[Saved data entries]
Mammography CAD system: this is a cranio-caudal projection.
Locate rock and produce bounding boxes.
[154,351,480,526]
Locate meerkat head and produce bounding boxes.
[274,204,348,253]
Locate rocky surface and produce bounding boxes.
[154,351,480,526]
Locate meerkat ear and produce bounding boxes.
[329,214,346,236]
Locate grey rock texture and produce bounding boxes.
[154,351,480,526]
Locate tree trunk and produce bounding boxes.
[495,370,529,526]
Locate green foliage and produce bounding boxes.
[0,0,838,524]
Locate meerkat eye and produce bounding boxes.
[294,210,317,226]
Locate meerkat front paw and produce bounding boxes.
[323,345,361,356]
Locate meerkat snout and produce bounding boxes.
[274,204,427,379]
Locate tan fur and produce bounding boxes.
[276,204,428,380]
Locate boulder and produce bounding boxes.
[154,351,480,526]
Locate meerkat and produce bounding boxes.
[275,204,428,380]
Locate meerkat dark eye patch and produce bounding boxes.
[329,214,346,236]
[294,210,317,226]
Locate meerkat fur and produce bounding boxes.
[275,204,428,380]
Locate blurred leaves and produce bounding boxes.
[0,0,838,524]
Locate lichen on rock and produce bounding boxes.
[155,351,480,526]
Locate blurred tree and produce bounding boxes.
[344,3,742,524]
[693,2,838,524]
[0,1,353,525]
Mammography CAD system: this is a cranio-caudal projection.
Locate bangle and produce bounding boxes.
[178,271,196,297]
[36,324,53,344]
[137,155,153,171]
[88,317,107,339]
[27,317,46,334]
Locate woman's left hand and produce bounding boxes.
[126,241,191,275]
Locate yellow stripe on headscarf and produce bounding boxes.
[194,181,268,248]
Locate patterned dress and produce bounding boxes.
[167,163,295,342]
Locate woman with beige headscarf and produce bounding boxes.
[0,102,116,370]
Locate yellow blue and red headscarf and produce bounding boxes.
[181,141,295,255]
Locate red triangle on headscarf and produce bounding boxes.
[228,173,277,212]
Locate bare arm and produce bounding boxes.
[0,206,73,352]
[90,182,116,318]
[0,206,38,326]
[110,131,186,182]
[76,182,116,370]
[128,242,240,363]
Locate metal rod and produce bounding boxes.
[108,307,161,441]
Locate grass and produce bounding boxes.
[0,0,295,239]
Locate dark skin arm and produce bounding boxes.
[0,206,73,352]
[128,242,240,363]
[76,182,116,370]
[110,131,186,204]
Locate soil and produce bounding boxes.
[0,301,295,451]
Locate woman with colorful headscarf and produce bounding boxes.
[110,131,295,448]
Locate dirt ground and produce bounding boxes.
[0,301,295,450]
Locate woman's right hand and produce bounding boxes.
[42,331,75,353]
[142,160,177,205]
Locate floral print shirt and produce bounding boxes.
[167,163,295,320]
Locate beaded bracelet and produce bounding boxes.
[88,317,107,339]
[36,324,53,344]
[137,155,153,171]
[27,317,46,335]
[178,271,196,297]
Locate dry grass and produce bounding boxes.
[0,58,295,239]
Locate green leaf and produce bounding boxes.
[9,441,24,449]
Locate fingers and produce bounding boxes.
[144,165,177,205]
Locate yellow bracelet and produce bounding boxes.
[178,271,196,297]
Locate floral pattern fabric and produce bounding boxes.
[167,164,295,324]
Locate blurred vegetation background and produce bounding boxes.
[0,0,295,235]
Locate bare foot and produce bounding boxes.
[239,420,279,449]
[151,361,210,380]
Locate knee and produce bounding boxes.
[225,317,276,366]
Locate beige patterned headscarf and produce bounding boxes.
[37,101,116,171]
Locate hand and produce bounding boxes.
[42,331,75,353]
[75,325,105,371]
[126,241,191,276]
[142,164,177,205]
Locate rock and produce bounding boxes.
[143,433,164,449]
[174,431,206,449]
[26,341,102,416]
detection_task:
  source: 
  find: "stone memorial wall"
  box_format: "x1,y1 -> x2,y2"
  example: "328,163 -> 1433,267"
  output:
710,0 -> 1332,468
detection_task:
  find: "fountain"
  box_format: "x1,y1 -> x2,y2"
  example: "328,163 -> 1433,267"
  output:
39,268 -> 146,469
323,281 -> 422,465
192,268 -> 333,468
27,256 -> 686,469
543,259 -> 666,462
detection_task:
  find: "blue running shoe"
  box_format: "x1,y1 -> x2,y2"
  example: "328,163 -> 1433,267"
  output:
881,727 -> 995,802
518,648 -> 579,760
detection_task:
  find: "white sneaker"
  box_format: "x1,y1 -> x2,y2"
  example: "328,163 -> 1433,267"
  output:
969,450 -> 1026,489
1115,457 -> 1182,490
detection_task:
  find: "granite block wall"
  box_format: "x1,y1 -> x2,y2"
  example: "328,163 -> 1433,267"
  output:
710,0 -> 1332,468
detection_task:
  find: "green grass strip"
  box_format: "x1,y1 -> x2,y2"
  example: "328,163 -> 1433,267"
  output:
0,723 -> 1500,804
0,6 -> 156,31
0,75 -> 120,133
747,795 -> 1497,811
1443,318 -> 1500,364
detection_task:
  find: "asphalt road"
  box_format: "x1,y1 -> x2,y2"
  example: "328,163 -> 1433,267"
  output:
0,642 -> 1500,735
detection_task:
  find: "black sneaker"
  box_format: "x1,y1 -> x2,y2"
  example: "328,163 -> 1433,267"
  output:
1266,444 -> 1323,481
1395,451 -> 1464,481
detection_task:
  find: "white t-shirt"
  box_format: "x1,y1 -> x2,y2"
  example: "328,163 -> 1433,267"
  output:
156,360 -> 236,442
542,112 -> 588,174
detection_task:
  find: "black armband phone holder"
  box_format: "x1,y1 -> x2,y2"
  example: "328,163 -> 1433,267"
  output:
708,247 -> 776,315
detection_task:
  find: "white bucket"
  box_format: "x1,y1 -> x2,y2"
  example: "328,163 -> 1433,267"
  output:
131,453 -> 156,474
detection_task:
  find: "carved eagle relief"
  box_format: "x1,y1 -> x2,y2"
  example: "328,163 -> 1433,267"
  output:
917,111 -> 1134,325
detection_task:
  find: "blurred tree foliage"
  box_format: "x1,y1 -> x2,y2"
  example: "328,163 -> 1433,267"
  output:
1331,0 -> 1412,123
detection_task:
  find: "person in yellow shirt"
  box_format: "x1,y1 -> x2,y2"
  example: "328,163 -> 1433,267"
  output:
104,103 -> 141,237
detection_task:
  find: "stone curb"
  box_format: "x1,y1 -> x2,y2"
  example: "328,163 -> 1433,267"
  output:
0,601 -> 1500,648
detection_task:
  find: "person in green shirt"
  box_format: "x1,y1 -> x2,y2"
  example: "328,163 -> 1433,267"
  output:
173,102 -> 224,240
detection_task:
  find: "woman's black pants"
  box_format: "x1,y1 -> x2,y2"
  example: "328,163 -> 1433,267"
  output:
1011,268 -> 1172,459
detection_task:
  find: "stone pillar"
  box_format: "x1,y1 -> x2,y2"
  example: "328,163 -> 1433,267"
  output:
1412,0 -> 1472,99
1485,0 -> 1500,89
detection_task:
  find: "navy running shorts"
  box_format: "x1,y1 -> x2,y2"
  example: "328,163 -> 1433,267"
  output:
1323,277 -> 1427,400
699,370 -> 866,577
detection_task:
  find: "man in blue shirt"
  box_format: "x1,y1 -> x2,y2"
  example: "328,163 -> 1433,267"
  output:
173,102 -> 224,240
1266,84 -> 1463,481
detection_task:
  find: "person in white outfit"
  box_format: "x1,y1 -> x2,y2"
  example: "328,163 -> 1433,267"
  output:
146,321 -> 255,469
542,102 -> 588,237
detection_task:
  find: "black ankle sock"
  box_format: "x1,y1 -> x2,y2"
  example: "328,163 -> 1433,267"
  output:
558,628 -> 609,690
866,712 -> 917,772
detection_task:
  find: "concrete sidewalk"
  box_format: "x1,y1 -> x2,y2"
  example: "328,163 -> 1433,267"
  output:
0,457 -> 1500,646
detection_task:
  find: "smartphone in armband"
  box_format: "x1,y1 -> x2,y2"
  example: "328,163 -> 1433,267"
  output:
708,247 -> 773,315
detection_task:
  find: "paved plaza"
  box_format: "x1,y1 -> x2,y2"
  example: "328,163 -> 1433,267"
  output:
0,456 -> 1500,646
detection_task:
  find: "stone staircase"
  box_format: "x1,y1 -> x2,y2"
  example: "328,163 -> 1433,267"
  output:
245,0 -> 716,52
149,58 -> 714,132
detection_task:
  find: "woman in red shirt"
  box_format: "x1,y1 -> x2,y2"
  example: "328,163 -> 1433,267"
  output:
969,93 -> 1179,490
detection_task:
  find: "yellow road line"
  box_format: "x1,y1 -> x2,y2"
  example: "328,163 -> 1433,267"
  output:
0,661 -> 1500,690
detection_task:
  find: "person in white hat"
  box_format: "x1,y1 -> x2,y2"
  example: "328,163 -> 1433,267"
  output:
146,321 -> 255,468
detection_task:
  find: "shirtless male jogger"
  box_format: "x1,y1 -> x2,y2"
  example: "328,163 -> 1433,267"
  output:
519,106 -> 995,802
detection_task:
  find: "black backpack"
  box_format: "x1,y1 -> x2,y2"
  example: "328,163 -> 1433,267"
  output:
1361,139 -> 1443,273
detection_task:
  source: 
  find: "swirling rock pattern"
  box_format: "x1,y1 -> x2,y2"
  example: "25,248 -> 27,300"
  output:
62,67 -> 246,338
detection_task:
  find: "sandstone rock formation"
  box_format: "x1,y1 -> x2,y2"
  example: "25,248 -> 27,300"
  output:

**TO DO:**
Repeat the lines of the listing above verbatim, from the line containing "Locate patterned dress" through the line containing "[0,0,295,239]", with both of those lines included.

**WRITTEN ANSWER:**
Locate patterned dress and produce bounding boxes.
[167,163,295,342]
Locate woman with beige headscarf and produce bounding boxes.
[0,102,116,370]
Locate yellow blue and red headscarf and produce bounding boxes.
[181,141,295,255]
Locate red triangle on headscarf and produce bounding boxes.
[228,173,277,212]
Locate bare arm and produce bounding boxes.
[0,206,73,352]
[90,182,116,318]
[0,206,38,326]
[110,131,186,182]
[76,182,116,370]
[128,242,240,363]
Locate metal rod and produce bounding boxes.
[108,307,161,441]
Locate grass and produce bounding boxes.
[0,0,295,239]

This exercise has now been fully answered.